The opinion of the court was delivered by: DICKINSON
Sur Motion for Reargument.
Leave was given to file supplemental briefs, which have been received, and the cause ripe for a ruling.
This discussion takes us to first principles. The controversy is over the ownership of an automobile sedan. We start with the fact that the receiver is in possession. Possession of a personal chattel is evidence of title and is prima facie ownership.The claimant must in consequence overcome this by proof of its title. At the former hearing it was without the support of any evidence of title. This has now been supplied by a stipulation that up to the time of the transaction next mentioned the title was in the claimant. The claimant parted with the possession. Under the rugged common-sense principles of what we know as the common law, one who has all the indicia of ownership of personal property may be dealt with as if he were the owner. The law of Pennsylvania, however, does not recognize the market overt doctrine. An owner out of possession may follow his property wherever found. The question however then becomes, not whether his title is good as against the person to whom he parted with the possession, but whether it is good against the person in possession. The distinction is vital. An owner, for illustration, may sell, delivering possession to the purchaser but retaining the title to secure the payment of the purchase money. He could enforce his title against his vendee but may not be able to enforce it against an execution creditor of his vendee. The latter is the question before us as presented by the receiver. The owner, on the other hand, may put out his property on hire giving to his bailee the possession and use of the property for a term without losing his right to reclaim it in whosever possession it may be. This is the case before us as presented by the claimant. Obviously the determining question is one of fact. Was the transaction a sale or a bailment? The vendor and vendee as between themselves may agree to call a sale a bailment and if they do as between them it is a bailment. Obviously again, however, they cannot as against others make a bailment of a sale by calling it such even if they put their say-so in writing and cast it in the form of a so-called lease. It is the overlooking of this distinction which has kept these "bailment lease" transactions in what is up to date and endless controversy. It is high time the law was settled.
The very capable counsel for the claimant in an admirably developed argument has rested his cause on a number of earlier cases. There the question was discussed as one of the construction of the writing. In many of them, as in almost all transactions of the kind, there was beyond doubt a sale disguised as a bailment. The writing was attacked by picking flaws in it as, for instance, the absence of a covenant to return the property. The practical consequence was that every hole picked was covered up in the next writing which came before the Courts. The process was then repeated by finding new flaws which were in turn corrected. The only practical result was to lengthen the writing. Finally no further holes could be picked and the courts have met the question on the true basis of a fact finding. Was the transaction in fact a sale or a bailment?
Here is another distinction often overlooked but enlightening. A writing may be interpreted to discover its meaning. It may also have in it what may be called internal evidence of a fact. The "rent" reserved, for illustration, might be inordinately high as compensation for the hire of the property and be so adjusted in respect to the term that when the total rental exactly equaled the sale price plus interest for deferred payments, the "rental" ceased and the bailee retained the property. Whether the "rental" was high or low would not affect the construction given to the contract, but the feature referred to would be strong evidence that the transaction was in truth a sale.

*Required task:*
Carry the court opinion on whether the automobile transaction was a sale or a bailment forward from the point where it stops.

*Dataset excerpt:*
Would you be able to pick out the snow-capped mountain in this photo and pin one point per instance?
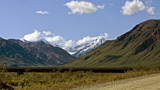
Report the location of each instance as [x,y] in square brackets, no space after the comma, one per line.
[87,47]
[75,48]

*Task answer:*
The discussion in the cases of such features of the writing are really directed to the evidentiary value of this internal evidence but are often misread as interpretations of the contract. The owner of property which had a sales value of $1,000 and a rental value of $25 per month might make a "bailment lease" for a year at $100 per month with provision that when $300 had been paid the bailee need pay no more rent for the rest of the term. This would be construed as a bailment, but if the agreement was that when the bailee had paid $1,000, with interest on deferred payments, the rent should cease for all time and the bailee be given a bill of sale for a nominal sum for the property, there would be in this strong evidence that the transaction was in fact a sale. Any transaction may be in fact a sale and so found no matter in what form it may be cast. The point attempted to be made, as before stated, is that two persons may have a transaction evidenced by a writing which as between them will be construed as a "bailment lease," and yet the same transaction found in favor of an execution creditor to be in fact a sale and part of the evidence sustaining the finding be disclosed by the writing itself.
The learned referee properly required the claimant to prove its title. This it attempted to do by proof that it had parted with possession under a "bailment lease" transaction.
We are merely repeating ourselves, but it is evident from the additional briefs submitted that the view the referee has taken and which we have attempted to present has not been made clear to counsel for the claimant. This is doubtless due to the simplicity of the thought. It is so obviously true that its truth is overlooked. In the concrete it is this:
A is in possession of property under a claim of ownership. B, who may or may not be the owner, seeks to reclaim the property as belonging to him. He submits a so called bailment lease from B to C. It is obvious this is no evidence as against A of title in B. There may be another type os case. B, admitted to have been the owner of property at the time of the bailment, makes one to A or to A's predecessor in title. The bailment is evidence of title against A.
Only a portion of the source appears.